Recorded data:
=-=-=
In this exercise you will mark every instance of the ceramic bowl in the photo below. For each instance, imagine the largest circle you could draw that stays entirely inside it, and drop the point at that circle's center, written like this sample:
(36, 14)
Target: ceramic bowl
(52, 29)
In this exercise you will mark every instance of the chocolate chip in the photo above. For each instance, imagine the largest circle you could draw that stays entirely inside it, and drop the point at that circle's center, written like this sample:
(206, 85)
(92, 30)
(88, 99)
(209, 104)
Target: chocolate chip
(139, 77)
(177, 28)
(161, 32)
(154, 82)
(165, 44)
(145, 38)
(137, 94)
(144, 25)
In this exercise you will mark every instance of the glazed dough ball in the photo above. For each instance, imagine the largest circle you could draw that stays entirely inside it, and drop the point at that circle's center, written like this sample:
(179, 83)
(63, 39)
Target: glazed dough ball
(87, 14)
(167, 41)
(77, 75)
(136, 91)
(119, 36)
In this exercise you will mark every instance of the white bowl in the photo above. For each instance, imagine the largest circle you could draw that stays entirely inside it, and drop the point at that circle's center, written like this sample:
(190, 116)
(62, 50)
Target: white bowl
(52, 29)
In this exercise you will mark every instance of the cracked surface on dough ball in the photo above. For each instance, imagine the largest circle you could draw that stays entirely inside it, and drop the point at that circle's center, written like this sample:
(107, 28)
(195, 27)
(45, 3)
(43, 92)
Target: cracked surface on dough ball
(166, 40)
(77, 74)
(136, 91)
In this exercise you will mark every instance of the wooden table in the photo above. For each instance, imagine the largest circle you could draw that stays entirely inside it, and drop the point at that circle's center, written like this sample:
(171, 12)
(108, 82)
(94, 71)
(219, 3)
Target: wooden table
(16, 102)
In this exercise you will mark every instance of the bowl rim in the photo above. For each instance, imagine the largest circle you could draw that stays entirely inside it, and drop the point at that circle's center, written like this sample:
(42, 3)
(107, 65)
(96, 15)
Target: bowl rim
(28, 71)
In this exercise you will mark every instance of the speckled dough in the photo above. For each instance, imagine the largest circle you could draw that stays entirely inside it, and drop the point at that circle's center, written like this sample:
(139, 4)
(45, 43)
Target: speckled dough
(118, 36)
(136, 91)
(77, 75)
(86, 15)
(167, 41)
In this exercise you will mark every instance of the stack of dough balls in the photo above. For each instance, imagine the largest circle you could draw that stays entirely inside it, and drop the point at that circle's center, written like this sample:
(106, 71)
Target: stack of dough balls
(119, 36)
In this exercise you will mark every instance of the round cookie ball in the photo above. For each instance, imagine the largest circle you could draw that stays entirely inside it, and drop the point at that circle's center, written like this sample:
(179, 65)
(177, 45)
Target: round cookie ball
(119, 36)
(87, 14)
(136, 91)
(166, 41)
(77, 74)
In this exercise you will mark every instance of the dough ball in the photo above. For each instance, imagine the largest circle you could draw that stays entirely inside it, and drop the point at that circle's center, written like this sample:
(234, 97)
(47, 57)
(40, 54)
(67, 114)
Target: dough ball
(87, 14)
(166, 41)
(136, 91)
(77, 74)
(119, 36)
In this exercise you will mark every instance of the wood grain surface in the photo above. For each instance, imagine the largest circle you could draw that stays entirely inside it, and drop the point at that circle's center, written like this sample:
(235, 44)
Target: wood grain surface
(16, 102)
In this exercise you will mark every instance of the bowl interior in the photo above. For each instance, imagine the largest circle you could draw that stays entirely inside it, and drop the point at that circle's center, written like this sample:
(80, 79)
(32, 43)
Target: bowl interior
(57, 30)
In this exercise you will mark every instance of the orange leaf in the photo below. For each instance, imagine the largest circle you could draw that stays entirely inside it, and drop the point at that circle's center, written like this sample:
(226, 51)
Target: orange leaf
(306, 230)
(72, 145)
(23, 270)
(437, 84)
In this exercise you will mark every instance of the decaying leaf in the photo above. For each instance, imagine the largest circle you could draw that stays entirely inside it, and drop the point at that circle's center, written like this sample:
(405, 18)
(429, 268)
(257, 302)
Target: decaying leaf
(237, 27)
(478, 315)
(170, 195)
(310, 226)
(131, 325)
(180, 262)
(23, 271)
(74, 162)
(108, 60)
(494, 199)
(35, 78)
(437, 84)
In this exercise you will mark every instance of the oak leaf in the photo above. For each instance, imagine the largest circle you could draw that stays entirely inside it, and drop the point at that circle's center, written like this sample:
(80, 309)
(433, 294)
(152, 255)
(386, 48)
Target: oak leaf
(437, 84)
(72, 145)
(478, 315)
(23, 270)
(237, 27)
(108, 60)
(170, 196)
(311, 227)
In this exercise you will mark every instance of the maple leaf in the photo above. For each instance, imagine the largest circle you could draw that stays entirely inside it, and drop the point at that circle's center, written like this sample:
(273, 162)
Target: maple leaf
=-=-=
Work instructions: The answer must be all of the entries, restated exactly.

Answer below:
In this exercise you will mark every instance of the ceramic bowl in the photo below. For each instance, imagine the largest circle you could draw that stays entirely inside it, and drop the point at that circle's center, written like this sample:
(36, 14)
Target: ceramic bowl
(52, 29)
In this exercise you will mark every instance of the chocolate chip in the photo above. For each instance, imagine the largest circle you could draw that stays entirely inside it, and drop the point at that circle's center, written like this sample:
(206, 85)
(92, 30)
(88, 99)
(209, 104)
Target: chocolate chip
(139, 77)
(177, 28)
(161, 32)
(154, 82)
(165, 44)
(145, 38)
(137, 94)
(144, 25)
In this exercise you will mark every instance of the glazed dough ball in the photo above. For each instance, imagine the largest circle you could draw that stays entirely inside it, and drop the point at that circle's center, written like this sample:
(179, 83)
(63, 39)
Target: glazed dough ball
(87, 14)
(167, 41)
(77, 75)
(136, 91)
(119, 36)
In this exercise you will mark every instance of the white bowl in the photo above. For each instance, imagine the largest circle you could draw that stays entirely inside it, and drop the point at that circle's center, written like this sample:
(190, 116)
(62, 50)
Target: white bowl
(52, 29)
In this exercise you will mark every instance of the cracked surface on dough ball in the photo above. For each instance, imagine the largest circle you could draw that stays entirely inside it, and drop the point at that circle's center, written like this sample:
(107, 28)
(195, 27)
(45, 3)
(43, 92)
Target: cracked surface on dough ball
(166, 40)
(77, 74)
(136, 91)
In this exercise you will mark every instance of the wooden table in the photo above. For each instance, imagine the largest circle you could draw that stays entirely inside it, and drop the point at that circle's center, written like this sample:
(171, 12)
(108, 82)
(94, 71)
(219, 3)
Target: wooden table
(16, 102)
In this exercise you will mark every instance of the bowl rim in the photo above. For each instance, imagine the largest circle you could draw that stays entirely inside it, and drop the point at that circle's center, written like this sample:
(42, 3)
(107, 65)
(96, 15)
Target: bowl rim
(28, 71)
In this exercise you will mark every instance of the speckled dough in the photo above. For each instance, imagine the largest circle you could draw that stays entirely inside it, and drop the point at that circle's center, written like this sample:
(139, 4)
(45, 43)
Target: speckled dough
(118, 36)
(136, 91)
(77, 75)
(86, 15)
(167, 41)
In this exercise you will mark every instance of the stack of dough balls in the photo above. For each instance, imagine the largest circle you could draw that stays entirely inside it, and drop the point at that circle's center, written like this sample:
(106, 71)
Target: stack of dough balls
(119, 36)
In this exercise you will mark every instance of the round cookie ball in the photo above. For each instance, imagine the largest circle you could draw that stays entirely inside it, and drop the point at that circle's center, written like this sample:
(179, 65)
(177, 45)
Target: round cookie ball
(119, 36)
(87, 14)
(136, 91)
(166, 41)
(77, 74)
In this exercise you will mark every instance of the dough ball in the photo above. For each instance, imagine the largest circle you could draw that stays entirely inside it, and drop the point at that circle's center, written like this sample:
(234, 97)
(47, 57)
(40, 54)
(67, 114)
Target: dough ball
(87, 14)
(166, 41)
(136, 91)
(77, 74)
(119, 36)
In this exercise you will mark every instance of the wood grain surface in the photo above. For each instance, imagine the largest circle you could draw that stays entirely inside it, and drop the point at that circle's center, written like this sample:
(235, 44)
Target: wood grain surface
(16, 102)
In this exercise you will mark every instance of the bowl interior in the photo above. For each instance, imagine the largest circle you could draw that stays entirely inside it, and drop the point at that circle's center, written like this sample:
(80, 79)
(32, 43)
Target: bowl interior
(57, 30)
In this exercise you will mark every instance of the orange leaf in the photo below. For each instance, imagine the largest circle you could draw that stays entirely inside it, and drop the point at that circle's center, written like this sample:
(226, 51)
Target: orange leaf
(306, 230)
(72, 145)
(23, 270)
(437, 84)
In this exercise you will mark every instance of the decaying leaf in the photo above. For each instance, imagine the largest circle you could draw that stays entirely inside it, and drop the point at that circle's center, written like this sample:
(405, 18)
(429, 268)
(257, 302)
Target: decaying leaf
(237, 27)
(478, 315)
(170, 195)
(310, 226)
(131, 325)
(180, 262)
(23, 271)
(74, 162)
(108, 60)
(494, 199)
(35, 78)
(437, 84)
In this exercise you will mark every instance of the oak leaf in the photo above. For each instance, imagine the largest circle you could draw that stays entirely inside it, and drop the point at that circle's center, written like this sample:
(80, 309)
(433, 294)
(152, 255)
(386, 48)
Target: oak leaf
(437, 84)
(72, 145)
(478, 315)
(23, 270)
(237, 27)
(108, 60)
(170, 196)
(311, 227)
In this exercise you will mark every instance of the maple leaf in the photo above. For each instance, imagine the largest circle you could draw that stays entirely inside it, and drop the point at that circle's center, written like this sample:
(273, 162)
Target: maple leaf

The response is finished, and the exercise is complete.